Activity 1: In the STS class reflection, which local folk illness was the lecture about?
Activity 2: Rewrite the STS class reflection between "As for the one" and "the Philippines Diliman.", inclusive, changing "assistant professor" to "associate professor".

Selected text:
────────────────────────────────────────

A Different Perspective

During the span of my first semester third year, I am very lucky to enlist STS, also known as Science, Technology and Society, as one my classes. I was unable to get it until now and it was because of a raffle conducted during the prerog period. I wanted it not only because it is required for most, if not all, of the students to take it, but also due to its goal of applying science to different aspects of human life particularly in culture and society.

As the semester comes to a close, I can say I enjoyed and learned a lot from this class. Among the topics discussed, one of my favorites is about how science tries to explain some folk illnesses. The talk focused on the local folk illness called bangungut or nightmare.

As for the one who gave the lecture, he is Felipe Jocano, Jr . He is currently an assistant professor under the Department of Anthropology in the University of the Philippines Diliman.

────────────────────────────────────────

Material provided:
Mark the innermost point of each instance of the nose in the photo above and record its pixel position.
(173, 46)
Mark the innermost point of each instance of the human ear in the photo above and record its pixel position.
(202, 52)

────────────────────────────────────────

Reply 1: Bangungut, or nightmare.

Reply 2:
As for the one who gave the lecture, he is Felipe Jocano, Jr . He is currently an associate professor under the Department of Anthropology in the University of the Philippines Diliman.